Excerto da página:
◇ ◇ ◇ ◇ ◇ ◇ ◇

Observe-se que as qualidades 1, 3, 4, 7 e 10 aplicam-se à figura do sábio-filósofo; as qualidades 5, 6 e 9 são morais; a oitava define a coragem em termos de um enfrentamento no nível da argumentação contrária à ciência. A segunda, a boa memória, é um requisito tradicional desde Platão, Al-Fârâbî e o jurista Al-Mawardî. A última qualidade da lista, a boa retórica, não é mencionada por Platão, mas faz parte da tradição islâmica recebida por Averróis. Além disso, essa qualidade, no pensamento de Averróis, é essencial para o ensino das massas, conforme está exposto no Tratado Decisivo. Como, em seguida, Averróis menciona a habilidade para encontrar o termo médio, certamente tem em mente o silogismo retórico ou entimema. Todavia, nada impede que esteja se referindo ao silogismo apodítico. De qualquer modo, para Averróis, a boa retórica são os discursos que têm por base a ciência.
Além de mudar a ordem em que Platão as cita, Averróis adapta as qualidades arroladas na República. Assim, por exemplo, a primeira qualidade coincide em parte com a platônica, pois Averróis a enuncia sob o prisma da filosofia aristotélica, afirmando que o filósofo deve saber distinguir o necessário do contingente. E a terceira, uma sequência da primeira, na medida em que são citadas as partes da filosofia, remete à clássica divisão das ciências entre teoréticas e práticas e suas subdivisões.

◇ ◇ ◇ ◇ ◇ ◇ ◇

Linhas de dados:
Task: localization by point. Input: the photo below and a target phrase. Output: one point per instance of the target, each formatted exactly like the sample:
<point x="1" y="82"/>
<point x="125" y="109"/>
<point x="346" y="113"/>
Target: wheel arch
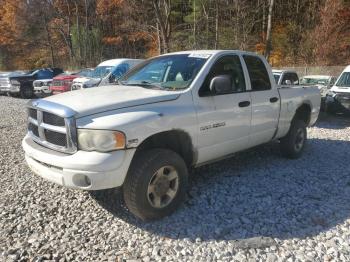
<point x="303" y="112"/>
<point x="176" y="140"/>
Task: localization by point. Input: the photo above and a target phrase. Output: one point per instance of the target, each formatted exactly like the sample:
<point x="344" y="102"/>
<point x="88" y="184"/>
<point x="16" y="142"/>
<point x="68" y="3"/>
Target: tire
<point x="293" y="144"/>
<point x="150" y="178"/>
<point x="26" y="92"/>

◇ ◇ ◇ ◇ ◇ ◇ ◇

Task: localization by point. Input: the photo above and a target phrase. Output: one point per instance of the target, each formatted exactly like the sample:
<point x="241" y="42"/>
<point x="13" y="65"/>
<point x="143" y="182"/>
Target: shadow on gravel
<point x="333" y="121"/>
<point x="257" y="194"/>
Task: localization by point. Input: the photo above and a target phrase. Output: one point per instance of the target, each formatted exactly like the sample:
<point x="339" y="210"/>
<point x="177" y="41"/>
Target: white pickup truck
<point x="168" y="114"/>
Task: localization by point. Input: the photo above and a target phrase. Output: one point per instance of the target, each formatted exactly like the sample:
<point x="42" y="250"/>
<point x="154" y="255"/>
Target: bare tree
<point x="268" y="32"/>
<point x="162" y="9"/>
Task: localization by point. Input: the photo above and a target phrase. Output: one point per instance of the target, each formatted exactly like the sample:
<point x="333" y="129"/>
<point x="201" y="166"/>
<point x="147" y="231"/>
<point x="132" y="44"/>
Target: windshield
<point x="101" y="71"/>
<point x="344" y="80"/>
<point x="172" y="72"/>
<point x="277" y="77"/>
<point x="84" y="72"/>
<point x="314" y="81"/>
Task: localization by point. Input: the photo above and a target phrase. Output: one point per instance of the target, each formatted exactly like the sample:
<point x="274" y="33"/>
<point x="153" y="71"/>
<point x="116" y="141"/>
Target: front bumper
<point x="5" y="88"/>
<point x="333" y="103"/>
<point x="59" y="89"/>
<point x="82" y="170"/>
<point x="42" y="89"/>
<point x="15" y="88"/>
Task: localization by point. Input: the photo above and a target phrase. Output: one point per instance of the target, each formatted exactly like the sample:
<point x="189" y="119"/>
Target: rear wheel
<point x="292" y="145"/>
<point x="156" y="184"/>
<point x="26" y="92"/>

◇ ◇ ◇ ◇ ◇ ◇ ◇

Resuma em duas frases o excerto da página sobre as qualidades do filósofo segundo Averróis.

Resposta esperada:
Averróis muda a ordem das qualidades que Platão cita na República e as adapta, apresentando, por exemplo, a primeira sob o prisma da filosofia aristotélica, como a capacidade de distinguir o necessário do contingente. Entre as qualidades, umas se aplicam ao sábio-filósofo e outras são morais, e a última, a boa retórica, ausente em Platão mas recebida da tradição islâmica, é para Averróis essencial ao ensino das massas e consiste em discursos que têm por base a ciência.